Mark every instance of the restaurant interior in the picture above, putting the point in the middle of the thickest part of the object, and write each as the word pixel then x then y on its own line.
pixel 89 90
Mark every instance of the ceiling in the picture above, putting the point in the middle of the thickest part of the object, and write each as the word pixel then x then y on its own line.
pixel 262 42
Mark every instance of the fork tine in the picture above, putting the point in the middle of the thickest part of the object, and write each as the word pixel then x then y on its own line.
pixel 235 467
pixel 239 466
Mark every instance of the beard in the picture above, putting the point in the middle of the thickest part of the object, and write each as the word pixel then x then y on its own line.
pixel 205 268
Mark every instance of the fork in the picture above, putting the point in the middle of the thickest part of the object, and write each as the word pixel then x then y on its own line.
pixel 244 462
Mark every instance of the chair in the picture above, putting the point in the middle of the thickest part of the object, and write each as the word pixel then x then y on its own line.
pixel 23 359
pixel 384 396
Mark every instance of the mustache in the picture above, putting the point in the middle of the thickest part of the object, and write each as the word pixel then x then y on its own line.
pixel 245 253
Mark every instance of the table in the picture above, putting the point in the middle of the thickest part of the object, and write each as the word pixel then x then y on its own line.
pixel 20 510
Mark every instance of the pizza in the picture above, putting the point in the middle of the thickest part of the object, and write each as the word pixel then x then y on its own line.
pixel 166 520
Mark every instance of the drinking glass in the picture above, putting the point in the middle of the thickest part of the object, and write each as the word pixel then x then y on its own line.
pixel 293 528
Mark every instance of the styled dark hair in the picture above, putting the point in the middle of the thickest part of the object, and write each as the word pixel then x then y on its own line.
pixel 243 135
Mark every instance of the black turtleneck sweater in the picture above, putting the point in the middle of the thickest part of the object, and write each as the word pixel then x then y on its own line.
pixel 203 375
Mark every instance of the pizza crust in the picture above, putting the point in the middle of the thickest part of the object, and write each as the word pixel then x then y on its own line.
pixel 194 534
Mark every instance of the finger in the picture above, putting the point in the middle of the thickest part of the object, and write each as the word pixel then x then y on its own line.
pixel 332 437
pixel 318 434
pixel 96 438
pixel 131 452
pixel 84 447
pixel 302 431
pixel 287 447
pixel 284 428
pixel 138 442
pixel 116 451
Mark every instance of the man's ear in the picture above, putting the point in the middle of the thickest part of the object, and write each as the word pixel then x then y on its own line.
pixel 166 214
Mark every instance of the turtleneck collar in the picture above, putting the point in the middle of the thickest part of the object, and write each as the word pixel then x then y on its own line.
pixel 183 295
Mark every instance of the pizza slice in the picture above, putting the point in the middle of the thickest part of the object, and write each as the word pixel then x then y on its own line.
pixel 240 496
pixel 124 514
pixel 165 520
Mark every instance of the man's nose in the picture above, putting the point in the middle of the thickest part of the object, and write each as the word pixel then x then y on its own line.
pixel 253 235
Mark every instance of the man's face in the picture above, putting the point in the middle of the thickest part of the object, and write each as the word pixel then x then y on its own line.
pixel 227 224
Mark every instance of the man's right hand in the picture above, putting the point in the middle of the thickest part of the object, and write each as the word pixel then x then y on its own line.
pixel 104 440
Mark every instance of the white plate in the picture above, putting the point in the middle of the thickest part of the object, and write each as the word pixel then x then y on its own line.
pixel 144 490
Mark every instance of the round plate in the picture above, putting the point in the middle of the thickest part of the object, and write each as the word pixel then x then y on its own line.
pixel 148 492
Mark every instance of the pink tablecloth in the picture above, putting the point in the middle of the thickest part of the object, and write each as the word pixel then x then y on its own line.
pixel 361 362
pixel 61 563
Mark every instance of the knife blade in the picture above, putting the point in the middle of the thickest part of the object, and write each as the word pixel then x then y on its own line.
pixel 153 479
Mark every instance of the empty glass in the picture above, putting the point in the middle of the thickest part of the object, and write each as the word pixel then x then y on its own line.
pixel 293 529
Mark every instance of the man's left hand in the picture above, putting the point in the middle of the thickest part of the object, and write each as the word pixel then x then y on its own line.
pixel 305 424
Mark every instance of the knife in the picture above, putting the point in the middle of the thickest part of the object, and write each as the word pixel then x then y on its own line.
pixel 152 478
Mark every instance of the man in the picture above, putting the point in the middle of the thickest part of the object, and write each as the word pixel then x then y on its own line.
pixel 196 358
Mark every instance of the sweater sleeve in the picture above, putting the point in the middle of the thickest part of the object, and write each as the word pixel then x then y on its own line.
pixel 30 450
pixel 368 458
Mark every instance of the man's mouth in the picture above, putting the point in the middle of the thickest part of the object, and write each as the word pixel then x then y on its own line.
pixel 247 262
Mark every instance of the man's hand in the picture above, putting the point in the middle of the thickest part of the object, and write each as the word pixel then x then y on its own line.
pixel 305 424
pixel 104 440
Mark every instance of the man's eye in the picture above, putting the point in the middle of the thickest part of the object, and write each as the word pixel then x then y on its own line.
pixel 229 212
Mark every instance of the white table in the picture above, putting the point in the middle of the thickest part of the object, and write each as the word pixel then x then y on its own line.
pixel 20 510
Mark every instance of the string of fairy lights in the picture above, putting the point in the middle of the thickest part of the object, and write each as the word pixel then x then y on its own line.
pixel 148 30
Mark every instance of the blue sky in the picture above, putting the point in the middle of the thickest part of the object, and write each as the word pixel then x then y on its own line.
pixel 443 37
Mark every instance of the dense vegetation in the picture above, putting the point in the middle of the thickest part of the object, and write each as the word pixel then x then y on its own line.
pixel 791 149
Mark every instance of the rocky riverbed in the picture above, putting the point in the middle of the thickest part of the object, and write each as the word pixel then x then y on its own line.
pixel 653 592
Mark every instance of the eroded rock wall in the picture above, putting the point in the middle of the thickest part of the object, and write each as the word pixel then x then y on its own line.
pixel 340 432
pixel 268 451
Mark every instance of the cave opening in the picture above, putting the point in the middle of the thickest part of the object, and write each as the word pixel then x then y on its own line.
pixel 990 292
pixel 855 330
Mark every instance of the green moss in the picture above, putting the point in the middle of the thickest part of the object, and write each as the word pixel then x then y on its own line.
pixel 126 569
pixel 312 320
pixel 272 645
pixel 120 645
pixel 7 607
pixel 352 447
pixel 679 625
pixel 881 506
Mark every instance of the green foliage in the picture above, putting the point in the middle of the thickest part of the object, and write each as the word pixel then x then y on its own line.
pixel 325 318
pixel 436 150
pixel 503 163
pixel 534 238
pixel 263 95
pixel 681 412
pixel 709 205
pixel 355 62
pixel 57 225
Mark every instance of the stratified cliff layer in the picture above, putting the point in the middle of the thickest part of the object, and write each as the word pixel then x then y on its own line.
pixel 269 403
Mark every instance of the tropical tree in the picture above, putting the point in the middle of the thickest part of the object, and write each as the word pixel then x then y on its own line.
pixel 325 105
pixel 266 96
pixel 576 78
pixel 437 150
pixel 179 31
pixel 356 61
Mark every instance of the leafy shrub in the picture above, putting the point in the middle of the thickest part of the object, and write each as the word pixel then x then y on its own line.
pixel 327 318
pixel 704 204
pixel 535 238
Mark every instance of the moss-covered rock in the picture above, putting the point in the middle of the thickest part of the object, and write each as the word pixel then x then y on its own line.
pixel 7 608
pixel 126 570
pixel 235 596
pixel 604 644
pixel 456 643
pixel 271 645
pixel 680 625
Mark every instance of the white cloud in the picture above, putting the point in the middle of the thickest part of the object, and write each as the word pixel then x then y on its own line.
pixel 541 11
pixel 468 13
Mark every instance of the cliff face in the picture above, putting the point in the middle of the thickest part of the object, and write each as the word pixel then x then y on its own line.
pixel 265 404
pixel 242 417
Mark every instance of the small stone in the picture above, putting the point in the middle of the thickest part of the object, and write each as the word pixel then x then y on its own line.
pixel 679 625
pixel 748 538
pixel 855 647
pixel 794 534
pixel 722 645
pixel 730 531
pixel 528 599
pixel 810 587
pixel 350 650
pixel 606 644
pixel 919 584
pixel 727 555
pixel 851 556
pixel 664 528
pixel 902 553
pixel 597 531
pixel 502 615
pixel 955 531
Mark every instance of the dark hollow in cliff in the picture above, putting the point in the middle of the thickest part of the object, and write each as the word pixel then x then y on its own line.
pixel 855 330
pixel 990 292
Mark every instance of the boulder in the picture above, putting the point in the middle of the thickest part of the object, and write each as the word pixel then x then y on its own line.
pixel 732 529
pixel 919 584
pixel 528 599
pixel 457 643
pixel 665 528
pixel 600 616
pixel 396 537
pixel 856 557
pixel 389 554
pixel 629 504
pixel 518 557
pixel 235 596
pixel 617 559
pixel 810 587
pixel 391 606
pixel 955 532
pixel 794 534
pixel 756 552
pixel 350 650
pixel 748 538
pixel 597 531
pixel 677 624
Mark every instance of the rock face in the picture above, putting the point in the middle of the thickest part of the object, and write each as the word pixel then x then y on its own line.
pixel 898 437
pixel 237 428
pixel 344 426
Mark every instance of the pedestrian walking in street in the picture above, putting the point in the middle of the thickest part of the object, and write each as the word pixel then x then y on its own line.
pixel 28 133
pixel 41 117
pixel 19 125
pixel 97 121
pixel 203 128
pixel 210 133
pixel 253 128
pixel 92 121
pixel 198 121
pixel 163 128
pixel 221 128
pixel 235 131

_WHAT YOU NEED TO DO_
Extract every line from the one containing "Mark every instance of the boulder" to the end of the entries, including both of those lines, exactly as given and with nothing added.

_ANSWER IN FULL_
Mark every instance of the boulder in the picture above, putting the point in the middle of the thickest part of the object, and write each as the word pixel then x then y on its own line.
pixel 732 529
pixel 919 584
pixel 528 599
pixel 457 643
pixel 665 528
pixel 600 616
pixel 396 537
pixel 856 557
pixel 389 554
pixel 629 504
pixel 518 557
pixel 235 596
pixel 617 559
pixel 810 587
pixel 391 606
pixel 955 532
pixel 794 534
pixel 756 552
pixel 350 650
pixel 748 538
pixel 597 531
pixel 677 624
Mark every instance of the rock face in the picture above, putting the point in the middle of the thickest part of the object, and write each as the word pixel then x then y on its own line.
pixel 898 437
pixel 237 428
pixel 344 426
Mark every instance of the pedestrian walking in street in the picture above, putting the point in the middle of the thickest part of the object, and write each as the word pixel then x then y on its own line.
pixel 28 133
pixel 41 117
pixel 19 125
pixel 97 121
pixel 203 128
pixel 210 133
pixel 253 128
pixel 92 121
pixel 198 121
pixel 163 128
pixel 221 128
pixel 235 131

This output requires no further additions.